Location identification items
+-------+

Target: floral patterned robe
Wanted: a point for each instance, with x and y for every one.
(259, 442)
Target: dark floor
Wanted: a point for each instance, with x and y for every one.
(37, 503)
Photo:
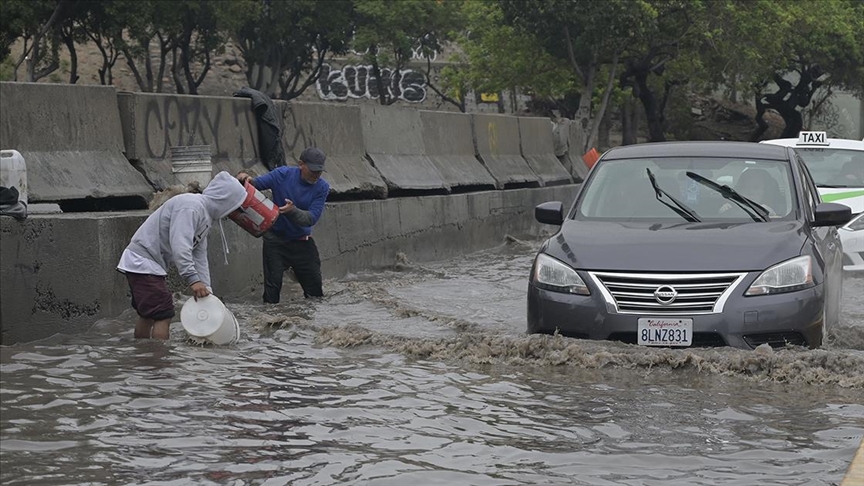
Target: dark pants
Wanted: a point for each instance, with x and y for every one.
(300, 255)
(150, 296)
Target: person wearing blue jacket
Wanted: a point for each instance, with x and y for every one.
(289, 243)
(176, 234)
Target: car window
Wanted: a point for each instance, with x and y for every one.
(810, 191)
(621, 189)
(834, 167)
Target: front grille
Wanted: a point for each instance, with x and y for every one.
(634, 293)
(776, 339)
(700, 339)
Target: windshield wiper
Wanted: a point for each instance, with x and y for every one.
(682, 209)
(752, 208)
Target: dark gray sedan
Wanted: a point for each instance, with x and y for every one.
(691, 244)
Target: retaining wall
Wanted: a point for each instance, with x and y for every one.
(153, 123)
(59, 271)
(71, 141)
(335, 129)
(496, 138)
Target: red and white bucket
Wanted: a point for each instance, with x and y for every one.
(257, 213)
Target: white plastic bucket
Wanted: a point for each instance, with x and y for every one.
(192, 164)
(13, 172)
(207, 319)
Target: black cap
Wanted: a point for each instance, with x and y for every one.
(313, 158)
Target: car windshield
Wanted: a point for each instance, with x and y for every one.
(622, 190)
(834, 167)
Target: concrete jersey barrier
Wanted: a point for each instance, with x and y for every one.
(538, 148)
(448, 142)
(497, 144)
(153, 123)
(578, 168)
(393, 140)
(71, 142)
(336, 130)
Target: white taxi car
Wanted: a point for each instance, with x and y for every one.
(837, 167)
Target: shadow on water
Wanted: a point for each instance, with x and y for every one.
(422, 373)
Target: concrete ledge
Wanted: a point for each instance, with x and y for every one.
(336, 130)
(59, 270)
(497, 144)
(855, 474)
(448, 143)
(394, 141)
(71, 141)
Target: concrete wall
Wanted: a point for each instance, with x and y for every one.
(153, 123)
(496, 138)
(71, 141)
(335, 129)
(58, 271)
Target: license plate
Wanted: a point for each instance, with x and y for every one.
(665, 332)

+-------+

◆ Task to carry out ◆
Leave out the pictures and copy every record above exactly.

◆ Final result ◆
Target: floral patterned robe
Wanted: a point for each instance, with x and y for every one.
(259, 442)
Target: dark floor
Wanted: a point for each instance, with x and y for every one.
(37, 503)
Photo:
Target: dark pants
Wanted: a point for each instance, with x and y for every one.
(300, 255)
(150, 296)
Target: person wearing blue jacket
Wanted: a point for each instance, with x and y for every one.
(289, 243)
(176, 234)
Target: car window
Wanted: a point for each instance, with x and y for every one.
(810, 191)
(621, 189)
(834, 167)
Target: front grille
Wanted: a point for each instance, with x and y for every one.
(634, 293)
(776, 339)
(700, 339)
Target: windshield wiper
Wanted: a point for each instance, with x and y for every one.
(682, 209)
(752, 208)
Target: dark gray sedan
Wanted: a point for each instance, with x and y for every one.
(691, 244)
Target: retaining wall
Wanted: a point for each instance, with x and y for every one.
(153, 123)
(59, 271)
(71, 141)
(335, 129)
(496, 138)
Target: red and white bucket
Wanted: a point for each instance, with x and y for every one.
(257, 213)
Target: white plastic bucket
Wanted: a point for each instance, with x and y for every one.
(192, 164)
(13, 172)
(207, 319)
Target: black cap
Wanted: a point for each instance, with x and y for every one.
(313, 158)
Target: car windshield
Wanted: a point for each instance, with x and y for every one.
(622, 190)
(834, 167)
Target: concrete jersey barrier
Wanted: a point for each instance, with x and y for every one.
(538, 148)
(448, 142)
(497, 144)
(153, 123)
(578, 168)
(393, 140)
(71, 142)
(336, 130)
Target: white taxi car
Wanted: a point for each instance, with x and y for every one.
(837, 167)
Target: shadow on water
Wanted: a point for each instance, with x and y for every one.
(422, 373)
Target: concrete ledge
Wanted: a point for each instance, with x and y for every one.
(336, 130)
(59, 270)
(497, 144)
(855, 474)
(448, 143)
(394, 141)
(71, 141)
Target: concrete wall
Wanted: a point for each instance, with x and y for every one.
(153, 123)
(496, 138)
(71, 141)
(335, 129)
(58, 271)
Target: license plate
Wanted: a point for each instance, with x and y for every one.
(665, 332)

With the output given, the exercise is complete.